» Do this
From the entries below, pick out each line that includes the word "door" and copy it out.

Records of labeled points:
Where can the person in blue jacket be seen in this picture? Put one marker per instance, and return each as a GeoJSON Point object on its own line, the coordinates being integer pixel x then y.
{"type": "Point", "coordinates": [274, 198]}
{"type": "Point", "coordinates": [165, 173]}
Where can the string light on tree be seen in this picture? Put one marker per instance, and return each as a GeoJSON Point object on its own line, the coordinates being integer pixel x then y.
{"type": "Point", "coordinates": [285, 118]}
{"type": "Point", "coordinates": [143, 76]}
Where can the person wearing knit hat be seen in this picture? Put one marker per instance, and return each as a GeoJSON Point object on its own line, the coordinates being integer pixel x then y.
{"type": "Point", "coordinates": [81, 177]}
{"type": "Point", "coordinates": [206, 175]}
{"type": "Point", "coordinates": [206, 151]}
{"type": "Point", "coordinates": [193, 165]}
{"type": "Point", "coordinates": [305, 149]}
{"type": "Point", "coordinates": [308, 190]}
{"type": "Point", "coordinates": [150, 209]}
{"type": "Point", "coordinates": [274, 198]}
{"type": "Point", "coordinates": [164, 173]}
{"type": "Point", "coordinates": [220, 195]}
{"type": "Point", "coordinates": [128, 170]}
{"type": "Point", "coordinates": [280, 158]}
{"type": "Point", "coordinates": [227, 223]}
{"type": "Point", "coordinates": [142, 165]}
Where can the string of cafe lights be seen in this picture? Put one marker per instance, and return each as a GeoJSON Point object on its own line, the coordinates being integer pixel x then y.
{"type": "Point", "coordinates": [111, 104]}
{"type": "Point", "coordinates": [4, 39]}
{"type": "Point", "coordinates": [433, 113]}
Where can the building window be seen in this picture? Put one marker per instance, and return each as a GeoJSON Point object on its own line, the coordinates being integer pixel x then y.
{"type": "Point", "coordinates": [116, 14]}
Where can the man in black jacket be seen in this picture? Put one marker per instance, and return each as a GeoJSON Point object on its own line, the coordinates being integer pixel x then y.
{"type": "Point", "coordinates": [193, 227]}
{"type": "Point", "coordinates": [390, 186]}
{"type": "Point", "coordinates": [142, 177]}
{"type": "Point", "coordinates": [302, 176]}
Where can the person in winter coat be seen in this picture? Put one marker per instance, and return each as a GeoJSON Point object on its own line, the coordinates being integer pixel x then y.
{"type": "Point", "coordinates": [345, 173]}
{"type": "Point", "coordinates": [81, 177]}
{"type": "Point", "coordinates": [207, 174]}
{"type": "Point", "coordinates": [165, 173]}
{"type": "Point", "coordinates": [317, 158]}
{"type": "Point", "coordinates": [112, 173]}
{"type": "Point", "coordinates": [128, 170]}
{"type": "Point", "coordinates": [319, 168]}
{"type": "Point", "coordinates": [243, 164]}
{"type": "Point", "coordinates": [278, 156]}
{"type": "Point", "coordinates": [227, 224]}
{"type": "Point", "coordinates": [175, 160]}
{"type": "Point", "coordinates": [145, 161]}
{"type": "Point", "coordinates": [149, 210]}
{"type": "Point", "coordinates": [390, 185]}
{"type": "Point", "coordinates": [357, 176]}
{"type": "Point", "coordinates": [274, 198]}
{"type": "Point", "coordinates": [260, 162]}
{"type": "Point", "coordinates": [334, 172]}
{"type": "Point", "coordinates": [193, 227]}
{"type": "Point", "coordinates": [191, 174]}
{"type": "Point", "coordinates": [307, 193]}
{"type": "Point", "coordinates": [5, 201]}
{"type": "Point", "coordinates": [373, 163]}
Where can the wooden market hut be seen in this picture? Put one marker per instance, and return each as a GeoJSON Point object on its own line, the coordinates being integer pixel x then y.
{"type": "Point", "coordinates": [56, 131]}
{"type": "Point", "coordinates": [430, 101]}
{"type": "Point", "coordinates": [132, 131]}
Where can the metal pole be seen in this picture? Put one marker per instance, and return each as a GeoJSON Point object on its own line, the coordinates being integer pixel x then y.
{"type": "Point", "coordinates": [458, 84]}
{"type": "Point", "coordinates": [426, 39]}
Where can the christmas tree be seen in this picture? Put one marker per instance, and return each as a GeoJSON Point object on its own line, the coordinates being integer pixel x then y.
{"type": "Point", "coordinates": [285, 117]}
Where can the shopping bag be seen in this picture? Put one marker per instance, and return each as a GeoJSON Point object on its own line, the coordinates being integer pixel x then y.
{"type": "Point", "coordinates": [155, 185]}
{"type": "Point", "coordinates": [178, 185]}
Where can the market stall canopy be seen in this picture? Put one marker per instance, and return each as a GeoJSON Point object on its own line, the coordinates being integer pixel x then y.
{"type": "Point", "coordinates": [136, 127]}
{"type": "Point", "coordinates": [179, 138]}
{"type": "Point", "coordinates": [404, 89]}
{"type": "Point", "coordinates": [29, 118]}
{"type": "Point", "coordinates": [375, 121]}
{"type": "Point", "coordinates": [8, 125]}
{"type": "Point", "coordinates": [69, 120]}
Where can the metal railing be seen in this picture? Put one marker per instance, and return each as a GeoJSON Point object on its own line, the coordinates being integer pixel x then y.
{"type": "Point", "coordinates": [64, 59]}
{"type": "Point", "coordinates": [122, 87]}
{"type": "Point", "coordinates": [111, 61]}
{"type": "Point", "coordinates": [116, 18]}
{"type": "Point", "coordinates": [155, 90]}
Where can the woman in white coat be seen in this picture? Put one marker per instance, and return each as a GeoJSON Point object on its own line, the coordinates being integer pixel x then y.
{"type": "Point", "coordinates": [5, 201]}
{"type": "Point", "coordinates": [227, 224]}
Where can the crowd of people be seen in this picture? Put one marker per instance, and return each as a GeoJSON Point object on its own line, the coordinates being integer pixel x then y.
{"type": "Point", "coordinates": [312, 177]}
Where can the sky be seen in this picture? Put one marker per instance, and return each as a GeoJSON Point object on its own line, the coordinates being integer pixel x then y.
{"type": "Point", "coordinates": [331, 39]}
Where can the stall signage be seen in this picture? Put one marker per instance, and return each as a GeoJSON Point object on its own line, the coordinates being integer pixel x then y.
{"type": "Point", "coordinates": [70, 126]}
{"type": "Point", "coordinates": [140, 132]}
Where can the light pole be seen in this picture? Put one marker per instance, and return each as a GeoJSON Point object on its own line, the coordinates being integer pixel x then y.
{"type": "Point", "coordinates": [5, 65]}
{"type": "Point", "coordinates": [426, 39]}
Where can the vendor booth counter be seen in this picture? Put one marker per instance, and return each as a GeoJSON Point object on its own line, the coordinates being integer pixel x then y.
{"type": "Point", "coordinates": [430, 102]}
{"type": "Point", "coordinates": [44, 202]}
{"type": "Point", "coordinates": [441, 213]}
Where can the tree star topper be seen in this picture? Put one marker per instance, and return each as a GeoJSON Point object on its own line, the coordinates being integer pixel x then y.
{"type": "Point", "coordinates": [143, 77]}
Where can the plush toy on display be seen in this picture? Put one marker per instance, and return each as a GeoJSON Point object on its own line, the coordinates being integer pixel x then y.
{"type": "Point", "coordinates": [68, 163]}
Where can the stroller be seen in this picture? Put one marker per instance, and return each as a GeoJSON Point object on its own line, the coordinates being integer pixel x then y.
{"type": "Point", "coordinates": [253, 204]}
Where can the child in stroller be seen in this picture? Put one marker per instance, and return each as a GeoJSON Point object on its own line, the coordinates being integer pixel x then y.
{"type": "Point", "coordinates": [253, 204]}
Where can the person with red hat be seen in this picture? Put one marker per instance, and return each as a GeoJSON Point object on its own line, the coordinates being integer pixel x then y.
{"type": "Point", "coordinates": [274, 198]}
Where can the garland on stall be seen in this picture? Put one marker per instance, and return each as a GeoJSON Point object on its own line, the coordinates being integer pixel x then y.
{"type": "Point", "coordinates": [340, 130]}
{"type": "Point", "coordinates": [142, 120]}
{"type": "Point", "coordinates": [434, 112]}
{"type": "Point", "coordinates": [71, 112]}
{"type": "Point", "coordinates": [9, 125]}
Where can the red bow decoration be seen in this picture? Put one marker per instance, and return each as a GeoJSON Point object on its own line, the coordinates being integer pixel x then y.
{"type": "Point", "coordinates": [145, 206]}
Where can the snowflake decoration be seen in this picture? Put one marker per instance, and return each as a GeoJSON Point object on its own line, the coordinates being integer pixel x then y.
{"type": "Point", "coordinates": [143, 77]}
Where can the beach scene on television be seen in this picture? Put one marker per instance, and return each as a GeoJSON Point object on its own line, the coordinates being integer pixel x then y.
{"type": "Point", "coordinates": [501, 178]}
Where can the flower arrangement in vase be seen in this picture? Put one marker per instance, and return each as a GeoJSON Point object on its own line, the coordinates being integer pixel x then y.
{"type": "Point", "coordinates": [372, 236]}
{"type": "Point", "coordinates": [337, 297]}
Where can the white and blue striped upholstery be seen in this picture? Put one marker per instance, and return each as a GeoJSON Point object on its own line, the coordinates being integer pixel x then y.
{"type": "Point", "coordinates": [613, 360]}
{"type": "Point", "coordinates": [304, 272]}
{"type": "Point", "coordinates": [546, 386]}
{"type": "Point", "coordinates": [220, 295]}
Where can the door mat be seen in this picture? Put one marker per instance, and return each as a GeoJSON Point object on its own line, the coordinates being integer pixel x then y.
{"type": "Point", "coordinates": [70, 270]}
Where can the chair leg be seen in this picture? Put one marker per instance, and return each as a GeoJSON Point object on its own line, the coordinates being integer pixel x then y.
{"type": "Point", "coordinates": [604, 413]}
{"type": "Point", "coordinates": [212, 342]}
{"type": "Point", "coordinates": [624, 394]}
==
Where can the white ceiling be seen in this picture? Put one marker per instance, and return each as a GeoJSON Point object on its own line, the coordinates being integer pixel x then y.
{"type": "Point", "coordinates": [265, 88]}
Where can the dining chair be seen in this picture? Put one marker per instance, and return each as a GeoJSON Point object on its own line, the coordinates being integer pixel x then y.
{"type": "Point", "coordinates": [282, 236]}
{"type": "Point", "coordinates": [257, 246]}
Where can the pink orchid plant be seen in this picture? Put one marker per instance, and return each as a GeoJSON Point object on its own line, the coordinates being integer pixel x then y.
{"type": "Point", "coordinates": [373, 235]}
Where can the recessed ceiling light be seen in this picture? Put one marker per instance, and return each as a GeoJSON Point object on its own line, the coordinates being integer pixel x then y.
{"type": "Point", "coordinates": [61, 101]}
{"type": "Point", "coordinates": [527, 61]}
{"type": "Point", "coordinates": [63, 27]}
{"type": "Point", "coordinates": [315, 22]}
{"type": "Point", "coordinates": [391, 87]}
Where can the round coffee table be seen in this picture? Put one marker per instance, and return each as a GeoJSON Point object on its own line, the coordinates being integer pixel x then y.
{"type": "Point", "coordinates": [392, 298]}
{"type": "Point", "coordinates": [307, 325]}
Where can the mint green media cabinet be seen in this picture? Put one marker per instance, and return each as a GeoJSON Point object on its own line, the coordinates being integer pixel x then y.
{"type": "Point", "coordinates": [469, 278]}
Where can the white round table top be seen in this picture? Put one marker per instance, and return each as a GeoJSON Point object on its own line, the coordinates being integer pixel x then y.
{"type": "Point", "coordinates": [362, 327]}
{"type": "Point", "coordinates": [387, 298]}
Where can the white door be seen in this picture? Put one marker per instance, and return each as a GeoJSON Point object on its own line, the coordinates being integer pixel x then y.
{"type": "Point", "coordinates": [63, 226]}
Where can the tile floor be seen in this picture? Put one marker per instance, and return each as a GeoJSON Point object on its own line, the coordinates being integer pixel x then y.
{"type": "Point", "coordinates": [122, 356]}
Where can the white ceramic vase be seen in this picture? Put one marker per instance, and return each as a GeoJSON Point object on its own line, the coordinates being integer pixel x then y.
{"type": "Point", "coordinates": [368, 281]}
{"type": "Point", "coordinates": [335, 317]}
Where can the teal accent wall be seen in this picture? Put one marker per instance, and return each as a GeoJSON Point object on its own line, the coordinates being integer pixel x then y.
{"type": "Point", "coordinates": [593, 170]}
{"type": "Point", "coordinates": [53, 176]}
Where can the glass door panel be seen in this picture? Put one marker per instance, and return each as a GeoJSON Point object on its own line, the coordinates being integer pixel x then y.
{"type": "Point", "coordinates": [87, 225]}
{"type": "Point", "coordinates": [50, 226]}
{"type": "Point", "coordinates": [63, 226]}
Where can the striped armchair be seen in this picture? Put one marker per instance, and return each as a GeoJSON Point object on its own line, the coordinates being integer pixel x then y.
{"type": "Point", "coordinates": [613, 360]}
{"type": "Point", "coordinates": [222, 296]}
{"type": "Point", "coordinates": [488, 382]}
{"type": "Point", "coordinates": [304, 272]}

» Written solution
Where can the door mat be seen in this picture? Put one marker per instance, and return each as a GeoJSON Point object on its own line, the coordinates being integer pixel x then y.
Where can the white door be seen in this picture? Put one marker per instance, and return each as a GeoJSON Point object on its own line, the coordinates being integer pixel x then y.
Where can the glass door panel be seen in this picture? Put one marker per instance, and return each as a GeoJSON Point object on its own line, the coordinates being integer pixel x then y.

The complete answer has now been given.